Stored data entries

☆ ☆ ☆ ☆ ☆ ☆ ☆

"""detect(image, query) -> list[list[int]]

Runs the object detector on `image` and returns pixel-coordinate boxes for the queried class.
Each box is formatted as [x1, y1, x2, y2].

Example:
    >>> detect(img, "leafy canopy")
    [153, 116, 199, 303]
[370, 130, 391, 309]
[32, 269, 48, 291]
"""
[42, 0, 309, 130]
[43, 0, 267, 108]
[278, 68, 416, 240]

☆ ☆ ☆ ☆ ☆ ☆ ☆

Would you write down every record again, exactly?

"""detect(image, query) -> list[list[int]]

Runs the object detector on `image` and returns pixel-coordinate boxes for the queried class.
Each box is formatted as [x1, y1, x2, y2].

Example:
    >>> detect(img, "leafy canopy")
    [153, 116, 199, 303]
[370, 130, 391, 309]
[32, 269, 48, 291]
"""
[42, 0, 309, 130]
[43, 0, 267, 108]
[278, 68, 416, 240]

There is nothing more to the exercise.